▸ Directions for this task: Retype each of the following entries exactly, line for line, with no changes.

[BEGIN Provided records]

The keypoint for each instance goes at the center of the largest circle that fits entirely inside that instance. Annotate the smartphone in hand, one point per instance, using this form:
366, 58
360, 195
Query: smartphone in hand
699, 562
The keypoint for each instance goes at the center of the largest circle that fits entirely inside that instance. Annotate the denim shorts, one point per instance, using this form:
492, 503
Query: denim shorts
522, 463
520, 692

[END Provided records]

▸ Task solution:
The keypoint for each instance goes at the center of the largest circle that fits entirely inside that instance. Annotate the smartphone in hand, one point per instance, using this form:
366, 58
360, 195
Query: smartphone in hand
699, 562
The keypoint for each instance goes at the center of the largest circle that fits entirely inside that instance. Annotate the denim shorts, one point per instance, using this form:
492, 503
Query: denim shorts
522, 463
520, 692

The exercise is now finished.